- Work task:
Complete, exact copies of all entries are needed.

==*==

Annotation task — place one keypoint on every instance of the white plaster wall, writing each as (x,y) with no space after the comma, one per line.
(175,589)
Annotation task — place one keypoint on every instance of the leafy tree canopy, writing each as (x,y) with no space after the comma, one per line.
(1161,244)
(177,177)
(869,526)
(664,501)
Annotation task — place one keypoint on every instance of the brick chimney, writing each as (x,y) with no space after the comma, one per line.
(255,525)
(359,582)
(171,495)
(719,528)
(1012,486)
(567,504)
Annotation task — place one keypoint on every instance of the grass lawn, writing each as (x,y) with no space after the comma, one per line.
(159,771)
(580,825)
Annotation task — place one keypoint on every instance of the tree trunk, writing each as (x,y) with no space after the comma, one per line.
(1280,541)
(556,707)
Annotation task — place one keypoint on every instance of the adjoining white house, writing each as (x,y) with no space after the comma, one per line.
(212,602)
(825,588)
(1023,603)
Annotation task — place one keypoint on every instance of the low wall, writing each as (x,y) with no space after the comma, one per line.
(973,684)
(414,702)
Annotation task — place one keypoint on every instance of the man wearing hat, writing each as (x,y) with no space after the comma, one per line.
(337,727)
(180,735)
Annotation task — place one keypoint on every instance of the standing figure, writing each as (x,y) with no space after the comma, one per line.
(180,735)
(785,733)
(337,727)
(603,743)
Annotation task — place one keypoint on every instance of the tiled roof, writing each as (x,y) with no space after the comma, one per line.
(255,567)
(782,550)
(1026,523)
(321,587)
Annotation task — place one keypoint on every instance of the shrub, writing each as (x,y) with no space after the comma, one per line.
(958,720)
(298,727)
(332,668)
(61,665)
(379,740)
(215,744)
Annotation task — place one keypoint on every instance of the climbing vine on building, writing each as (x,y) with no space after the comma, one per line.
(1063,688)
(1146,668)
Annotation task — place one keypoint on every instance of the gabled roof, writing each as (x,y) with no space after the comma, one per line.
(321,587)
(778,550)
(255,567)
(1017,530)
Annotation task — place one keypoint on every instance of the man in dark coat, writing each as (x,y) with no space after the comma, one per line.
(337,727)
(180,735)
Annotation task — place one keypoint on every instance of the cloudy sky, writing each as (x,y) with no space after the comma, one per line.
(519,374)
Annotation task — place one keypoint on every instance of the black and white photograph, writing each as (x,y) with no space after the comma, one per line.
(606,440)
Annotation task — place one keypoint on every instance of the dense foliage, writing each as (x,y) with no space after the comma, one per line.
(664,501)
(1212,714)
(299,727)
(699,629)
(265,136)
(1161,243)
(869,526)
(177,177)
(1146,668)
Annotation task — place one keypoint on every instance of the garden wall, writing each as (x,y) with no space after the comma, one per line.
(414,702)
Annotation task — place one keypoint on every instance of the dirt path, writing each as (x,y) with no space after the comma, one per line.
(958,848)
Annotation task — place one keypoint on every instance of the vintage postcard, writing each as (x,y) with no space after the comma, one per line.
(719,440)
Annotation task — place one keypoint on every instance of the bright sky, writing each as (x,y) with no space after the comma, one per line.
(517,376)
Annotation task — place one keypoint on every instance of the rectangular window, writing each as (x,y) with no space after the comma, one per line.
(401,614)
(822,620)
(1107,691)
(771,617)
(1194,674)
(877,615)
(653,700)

==*==

- Exercise answer:
Annotation task — place one keypoint on every instance of the white plaster wall, writing each as (x,y) with no space after the comma, one per line.
(175,589)
Annotation task — place one keypoint on every instance of the leafy tree canopy, writing each as (x,y) with no space after the comma, one per line.
(1161,244)
(177,177)
(869,526)
(664,501)
Annotation task — place one keypoint on every instance of the brick chimney, writing each as (x,y) with no space after the comma, one per line.
(255,525)
(359,582)
(171,495)
(719,528)
(1012,486)
(567,504)
Annotation task — place one keypoint on every instance of the grass lawn, writing each as (x,y) with no space after the comma, one per line.
(159,771)
(580,825)
Annotation task — place one keypoint on every instance of the tree trunk, writing each as (x,y) with no space after the comma, one per line.
(1280,541)
(556,707)
Annotation task — place one keypoint on every instance of the adjoining white house, writing each as (x,y) with no space after the comma, one per line.
(212,602)
(825,588)
(1023,603)
Annotation task — place one keypoint on every instance of the low wall, writing each as (x,y) with no space after the comma, one per line.
(973,684)
(414,702)
Annotation task — place one keypoint on every instance of the man wearing hat, writing each as (x,y) with no space after the comma, one per line.
(337,727)
(180,735)
Annotation task — place one keypoint on every instance of the standing figure, writing each as (x,y) with no space after the comma, one per line.
(180,735)
(785,733)
(337,727)
(603,743)
Annotation task — place one keypoint on every instance of the tiled roof, writing each as (x,y) with no space after the comma, one per line.
(255,567)
(782,550)
(1026,523)
(321,587)
Annotation task — place one keypoint on every instance of the shrub, writing each as (x,y) with no space after the comma, one per line.
(958,720)
(298,727)
(332,668)
(61,665)
(379,740)
(215,744)
Annotation task — place one keypoint on every instance of the climbing vine on building, writing each as (x,y) with no space after the comma, one per line.
(1063,688)
(1146,668)
Annotation task — place one keypoint on every instance of the gabled roof, writing each as (x,y) with no space after the comma, one per line.
(321,587)
(778,550)
(255,567)
(1017,530)
Annotation task — place one keypoint on every instance of the man in dark coat, writing each as (x,y) with no space after the comma, one per line.
(337,727)
(180,735)
Annotation task — place one keypoint on every instance of the cloudy sky, writing each as (x,y) with no space after the comma, one per line.
(519,374)
Annotation task — place one keypoint on every instance of the black and white photograph, writing each as (x,y) with no space after the comma, one per line.
(606,440)
Annotation task — place one keypoint on every instance of the dense foliage, writing each as (x,y) with no space after the comma, one per line.
(664,501)
(1212,714)
(299,727)
(699,629)
(265,136)
(1161,243)
(869,526)
(177,177)
(1146,668)
Annotation task — place one keypoint on every instance of the garden wall, writing each as (x,y) with no space after the comma, one per line.
(414,702)
Annotation task — place one keypoint on every instance of the dirt path, writing each as (x,y) with no space after the comma, one per line.
(958,848)
Annotation task — place one keypoint on every instance of the vintage postcard, writing each as (x,y) with no space after the comma, one per line.
(719,440)
Annotation task — place one keypoint on every instance of the bright sky, writing each as (x,y) with no space after the comma, one per line.
(517,376)
Annotation task — place one keypoint on every instance of the rectangular window, writing each as (x,y) with no space after the comma, one per line.
(401,614)
(822,620)
(1107,691)
(771,617)
(1194,674)
(877,615)
(653,700)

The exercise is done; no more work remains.